• [PROMPT]: Copy every record below exactly as it appears.

RECORD EXCERPTS section start

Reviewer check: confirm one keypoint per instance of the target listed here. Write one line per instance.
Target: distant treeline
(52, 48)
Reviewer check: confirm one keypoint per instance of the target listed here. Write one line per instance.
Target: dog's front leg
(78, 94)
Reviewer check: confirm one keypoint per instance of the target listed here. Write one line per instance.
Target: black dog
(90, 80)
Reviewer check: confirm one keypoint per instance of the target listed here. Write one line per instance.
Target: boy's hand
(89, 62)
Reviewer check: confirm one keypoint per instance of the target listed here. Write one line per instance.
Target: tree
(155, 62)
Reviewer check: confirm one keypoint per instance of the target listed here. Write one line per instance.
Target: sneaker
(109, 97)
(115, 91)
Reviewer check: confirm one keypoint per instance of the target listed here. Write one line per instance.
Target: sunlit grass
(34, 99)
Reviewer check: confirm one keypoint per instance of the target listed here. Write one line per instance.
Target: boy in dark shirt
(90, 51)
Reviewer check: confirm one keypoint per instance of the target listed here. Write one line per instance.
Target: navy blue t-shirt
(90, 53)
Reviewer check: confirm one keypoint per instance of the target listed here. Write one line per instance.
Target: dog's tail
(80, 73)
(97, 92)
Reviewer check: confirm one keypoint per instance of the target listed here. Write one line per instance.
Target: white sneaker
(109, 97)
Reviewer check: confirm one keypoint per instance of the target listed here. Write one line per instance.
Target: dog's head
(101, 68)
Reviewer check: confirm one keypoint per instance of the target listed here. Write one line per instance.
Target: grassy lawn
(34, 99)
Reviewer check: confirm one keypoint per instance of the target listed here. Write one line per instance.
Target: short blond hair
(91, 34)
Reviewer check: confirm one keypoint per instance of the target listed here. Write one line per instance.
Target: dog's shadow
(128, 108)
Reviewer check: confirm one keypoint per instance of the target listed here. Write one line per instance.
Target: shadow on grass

RECORD EXCERPTS section end

• [SOLUTION TO THIS EXERCISE]:
Reviewer check: confirm one keypoint per instance of the target listed here. Write one line per instance.
Target: distant treeline
(52, 48)
Reviewer check: confirm one keypoint per instance of the target listed here. Write one line per instance.
Target: dog's front leg
(78, 94)
Reviewer check: confirm one keypoint per instance of the target listed here. Write one line per instance.
Target: black dog
(90, 80)
Reviewer check: confirm one keypoint per instance of the target listed here. Write one line per instance.
Target: boy's hand
(89, 62)
Reviewer check: confirm one keypoint per instance of the target listed here. Write one line per instance.
Target: tree
(155, 62)
Reviewer check: confirm one keypoint per instance of the target listed here. Write one line per instance.
Target: sneaker
(109, 97)
(115, 91)
Reviewer check: confirm one keypoint per instance of the target listed here. Write one line per instance.
Target: sunlit grass
(34, 99)
Reviewer check: confirm one keypoint per instance of the target listed here. Write one line per instance.
Target: boy in dark shirt
(90, 51)
Reviewer check: confirm one keypoint per instance of the target listed here. Write one line per instance.
Target: navy blue t-shirt
(90, 53)
Reviewer check: confirm one keypoint per instance of the target listed here. Write one line per instance.
Target: dog's tail
(80, 73)
(97, 92)
Reviewer check: confirm one keypoint per instance of the target listed here. Write one line per instance.
Target: white sneaker
(109, 97)
Reviewer check: confirm one keypoint per instance of the target listed here. Write one line per instance.
Target: dog's head
(101, 68)
Reviewer check: confirm one keypoint per instance of the target listed here. Write one line per instance.
Target: grassy lawn
(34, 99)
Reviewer check: confirm one keypoint per instance of the target listed here. Write one line per instance.
Target: short blond hair
(91, 34)
Reviewer check: confirm one keypoint per instance of the target listed here. Write one line per instance.
Target: dog's shadow
(128, 108)
Reviewer check: confirm one keypoint per instance of the target listed here. Write one line per instance.
Target: shadow on grass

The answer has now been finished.